DATASET ENTRIES Start Marker
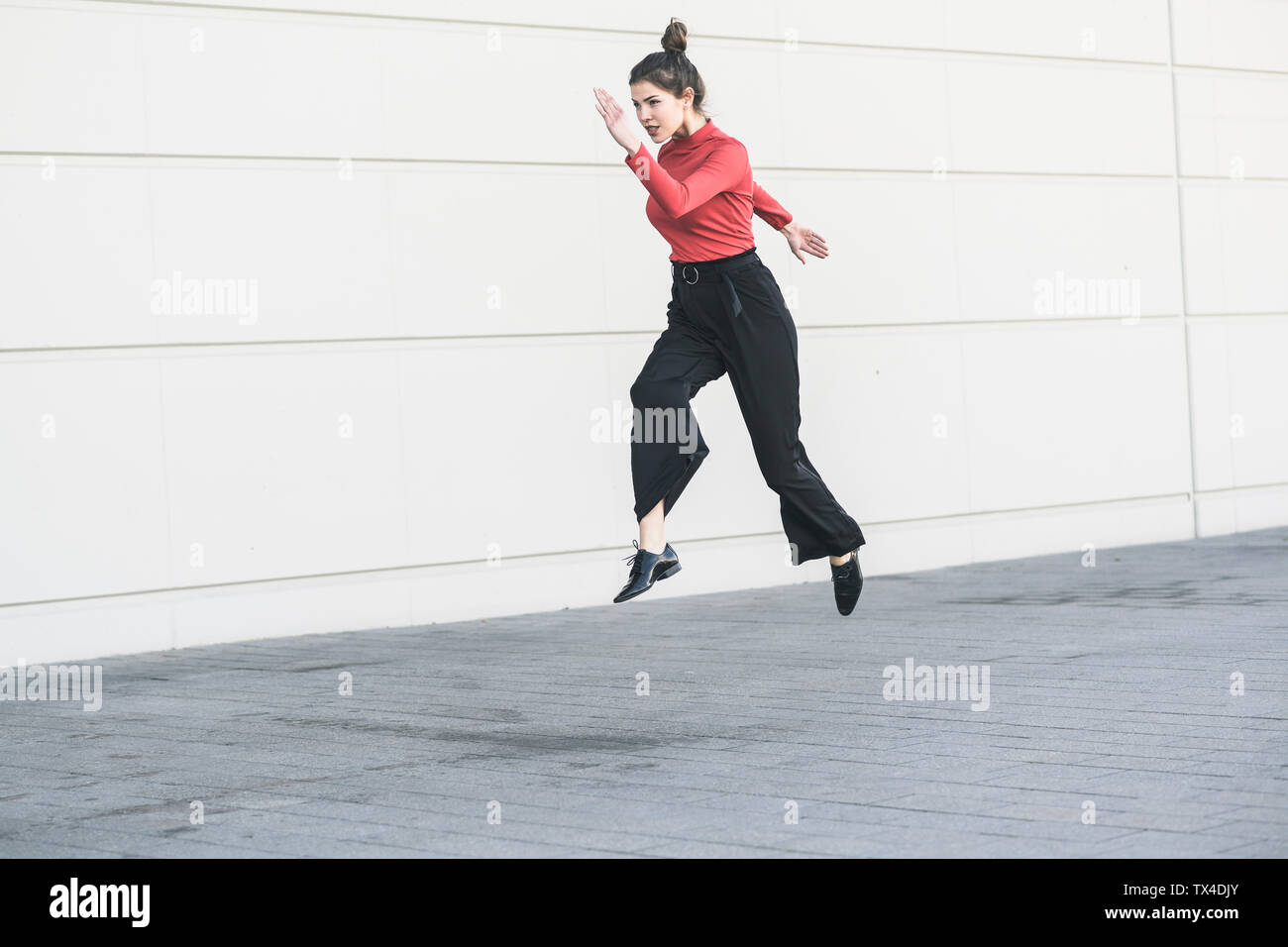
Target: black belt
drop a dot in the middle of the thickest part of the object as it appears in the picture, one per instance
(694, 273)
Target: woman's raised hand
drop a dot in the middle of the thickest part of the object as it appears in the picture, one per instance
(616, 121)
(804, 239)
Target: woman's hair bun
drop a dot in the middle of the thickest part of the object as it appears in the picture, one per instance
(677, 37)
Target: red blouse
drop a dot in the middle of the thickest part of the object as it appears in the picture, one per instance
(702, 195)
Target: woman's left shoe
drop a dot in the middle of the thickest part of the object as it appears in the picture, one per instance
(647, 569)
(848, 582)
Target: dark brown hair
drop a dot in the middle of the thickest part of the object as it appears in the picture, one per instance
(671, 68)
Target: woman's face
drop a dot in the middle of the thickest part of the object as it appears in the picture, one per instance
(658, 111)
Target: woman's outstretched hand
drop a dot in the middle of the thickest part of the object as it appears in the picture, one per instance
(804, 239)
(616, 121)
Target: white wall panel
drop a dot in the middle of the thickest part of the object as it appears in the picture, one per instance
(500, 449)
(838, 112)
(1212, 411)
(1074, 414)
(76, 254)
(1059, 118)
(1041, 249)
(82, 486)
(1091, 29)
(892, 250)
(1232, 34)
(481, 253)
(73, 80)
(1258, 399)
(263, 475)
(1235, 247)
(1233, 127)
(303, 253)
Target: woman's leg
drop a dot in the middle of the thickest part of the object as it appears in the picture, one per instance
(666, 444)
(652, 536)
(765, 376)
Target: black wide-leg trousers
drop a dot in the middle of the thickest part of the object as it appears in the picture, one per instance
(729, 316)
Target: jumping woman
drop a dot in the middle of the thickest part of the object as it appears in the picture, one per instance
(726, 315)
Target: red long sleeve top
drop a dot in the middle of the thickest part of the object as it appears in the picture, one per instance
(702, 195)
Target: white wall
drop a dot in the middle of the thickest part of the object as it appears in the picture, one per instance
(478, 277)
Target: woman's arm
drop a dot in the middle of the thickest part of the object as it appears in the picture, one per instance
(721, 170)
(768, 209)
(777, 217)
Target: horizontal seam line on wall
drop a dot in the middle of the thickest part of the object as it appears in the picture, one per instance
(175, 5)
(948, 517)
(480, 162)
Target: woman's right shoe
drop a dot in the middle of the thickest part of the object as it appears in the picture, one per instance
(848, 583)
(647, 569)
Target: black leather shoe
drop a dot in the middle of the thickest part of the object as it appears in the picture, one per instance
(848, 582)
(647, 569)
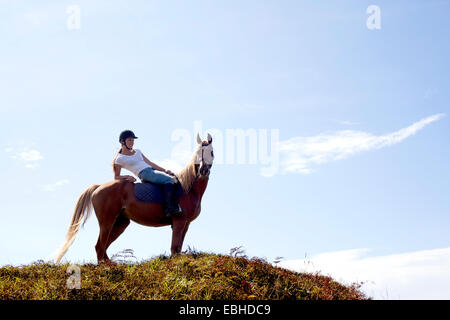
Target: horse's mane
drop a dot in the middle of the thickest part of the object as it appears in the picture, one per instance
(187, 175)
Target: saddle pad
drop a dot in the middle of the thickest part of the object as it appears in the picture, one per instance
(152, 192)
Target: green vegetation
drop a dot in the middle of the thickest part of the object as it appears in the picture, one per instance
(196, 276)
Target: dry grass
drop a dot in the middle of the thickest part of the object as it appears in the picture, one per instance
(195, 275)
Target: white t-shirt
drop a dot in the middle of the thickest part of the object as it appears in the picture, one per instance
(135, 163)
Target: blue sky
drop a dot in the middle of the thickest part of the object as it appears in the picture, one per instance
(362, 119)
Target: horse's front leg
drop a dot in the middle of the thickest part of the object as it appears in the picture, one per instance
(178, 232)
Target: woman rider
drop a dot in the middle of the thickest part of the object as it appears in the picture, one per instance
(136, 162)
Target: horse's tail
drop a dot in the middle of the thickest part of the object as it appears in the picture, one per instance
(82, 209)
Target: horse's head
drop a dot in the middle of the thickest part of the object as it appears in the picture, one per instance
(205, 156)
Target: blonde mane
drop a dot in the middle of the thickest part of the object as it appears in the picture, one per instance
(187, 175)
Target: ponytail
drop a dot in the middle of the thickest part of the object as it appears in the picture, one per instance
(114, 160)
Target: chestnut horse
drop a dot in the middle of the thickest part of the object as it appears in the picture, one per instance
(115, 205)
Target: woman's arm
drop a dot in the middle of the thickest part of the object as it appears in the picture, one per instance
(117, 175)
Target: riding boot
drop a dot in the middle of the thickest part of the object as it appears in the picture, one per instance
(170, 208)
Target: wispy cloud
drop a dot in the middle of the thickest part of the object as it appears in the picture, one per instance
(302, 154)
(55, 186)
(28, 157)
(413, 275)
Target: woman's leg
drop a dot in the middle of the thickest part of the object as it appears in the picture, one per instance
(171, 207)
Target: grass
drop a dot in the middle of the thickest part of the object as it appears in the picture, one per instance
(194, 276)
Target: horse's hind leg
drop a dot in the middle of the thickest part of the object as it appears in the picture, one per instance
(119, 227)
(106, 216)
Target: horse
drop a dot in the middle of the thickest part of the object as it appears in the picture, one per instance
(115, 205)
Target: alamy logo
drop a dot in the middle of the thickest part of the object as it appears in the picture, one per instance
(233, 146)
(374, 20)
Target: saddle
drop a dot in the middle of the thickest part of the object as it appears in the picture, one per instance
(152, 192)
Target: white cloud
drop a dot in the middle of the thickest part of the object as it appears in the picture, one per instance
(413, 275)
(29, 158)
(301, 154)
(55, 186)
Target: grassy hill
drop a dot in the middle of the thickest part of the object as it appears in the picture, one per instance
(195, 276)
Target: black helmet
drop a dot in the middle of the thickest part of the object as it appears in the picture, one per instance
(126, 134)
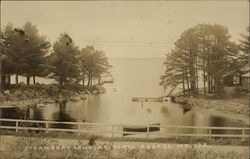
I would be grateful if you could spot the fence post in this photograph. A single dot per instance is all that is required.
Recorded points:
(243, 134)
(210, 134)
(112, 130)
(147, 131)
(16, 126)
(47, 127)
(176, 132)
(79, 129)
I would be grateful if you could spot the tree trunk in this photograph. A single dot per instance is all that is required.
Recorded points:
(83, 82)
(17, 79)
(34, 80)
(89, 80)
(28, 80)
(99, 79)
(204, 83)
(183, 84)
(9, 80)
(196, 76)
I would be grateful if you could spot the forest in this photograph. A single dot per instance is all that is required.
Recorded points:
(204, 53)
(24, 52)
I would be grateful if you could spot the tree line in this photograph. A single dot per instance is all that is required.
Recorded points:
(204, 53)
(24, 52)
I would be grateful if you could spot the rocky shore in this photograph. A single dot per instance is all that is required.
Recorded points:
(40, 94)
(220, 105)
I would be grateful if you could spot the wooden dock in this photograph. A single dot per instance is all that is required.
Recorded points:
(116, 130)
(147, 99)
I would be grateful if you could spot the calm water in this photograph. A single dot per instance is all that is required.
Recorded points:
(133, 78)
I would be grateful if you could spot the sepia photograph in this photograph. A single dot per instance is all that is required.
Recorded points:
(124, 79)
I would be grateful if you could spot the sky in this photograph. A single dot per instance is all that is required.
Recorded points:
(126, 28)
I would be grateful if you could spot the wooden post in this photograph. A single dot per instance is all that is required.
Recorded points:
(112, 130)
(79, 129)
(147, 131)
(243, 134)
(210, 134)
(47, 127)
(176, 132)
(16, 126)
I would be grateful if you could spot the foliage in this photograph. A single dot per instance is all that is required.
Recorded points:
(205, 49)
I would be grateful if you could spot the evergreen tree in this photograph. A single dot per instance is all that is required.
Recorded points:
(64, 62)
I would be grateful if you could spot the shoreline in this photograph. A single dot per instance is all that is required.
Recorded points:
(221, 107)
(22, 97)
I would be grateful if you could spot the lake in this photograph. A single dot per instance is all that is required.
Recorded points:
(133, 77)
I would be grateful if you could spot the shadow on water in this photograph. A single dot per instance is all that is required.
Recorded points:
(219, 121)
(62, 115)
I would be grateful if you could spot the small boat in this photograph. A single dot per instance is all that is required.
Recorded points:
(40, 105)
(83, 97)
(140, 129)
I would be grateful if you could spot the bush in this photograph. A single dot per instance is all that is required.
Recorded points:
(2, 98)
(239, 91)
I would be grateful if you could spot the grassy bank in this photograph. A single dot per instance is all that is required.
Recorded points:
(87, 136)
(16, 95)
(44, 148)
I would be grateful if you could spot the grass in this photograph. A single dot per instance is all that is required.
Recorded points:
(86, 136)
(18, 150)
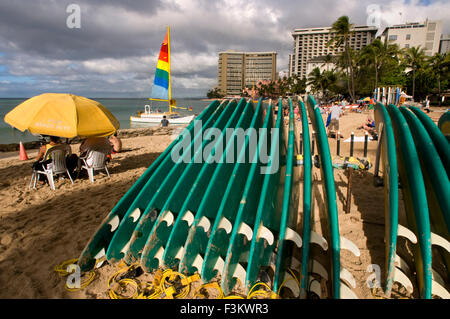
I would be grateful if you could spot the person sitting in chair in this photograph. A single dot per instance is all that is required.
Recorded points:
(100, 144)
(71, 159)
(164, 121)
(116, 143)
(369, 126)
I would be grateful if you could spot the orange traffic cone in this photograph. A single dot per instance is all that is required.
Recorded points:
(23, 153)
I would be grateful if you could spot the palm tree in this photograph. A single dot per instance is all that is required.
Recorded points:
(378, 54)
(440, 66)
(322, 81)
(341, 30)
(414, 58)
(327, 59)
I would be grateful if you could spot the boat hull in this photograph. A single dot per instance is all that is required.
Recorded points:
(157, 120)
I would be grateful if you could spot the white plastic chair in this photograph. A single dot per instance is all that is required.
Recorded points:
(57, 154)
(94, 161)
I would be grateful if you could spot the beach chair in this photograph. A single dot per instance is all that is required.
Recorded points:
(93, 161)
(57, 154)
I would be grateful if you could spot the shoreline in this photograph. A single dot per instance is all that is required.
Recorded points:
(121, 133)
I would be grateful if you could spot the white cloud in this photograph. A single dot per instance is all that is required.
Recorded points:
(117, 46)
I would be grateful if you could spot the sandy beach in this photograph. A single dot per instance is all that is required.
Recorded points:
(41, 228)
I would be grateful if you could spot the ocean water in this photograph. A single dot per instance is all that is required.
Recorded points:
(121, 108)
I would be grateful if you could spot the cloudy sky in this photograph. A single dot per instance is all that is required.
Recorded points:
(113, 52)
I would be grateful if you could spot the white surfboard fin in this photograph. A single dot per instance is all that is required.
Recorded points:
DATASET ENTRIES End Marker
EXERCISE OBJECTIVE => Retype, exactly and in full, the lines above from the one containing "Target: woman's hair bun" through the one containing "Target: woman's left shoe".

YOUR RESPONSE =>
Target: woman's hair bun
drop a dot in the middle of the thickest part of the object as it appears in the picture, one per instance
(677, 37)
Target: red blouse
drop a dot in the middle of the thickest part of the object as it appears in the picture, one per instance
(702, 195)
Target: woman's left shoe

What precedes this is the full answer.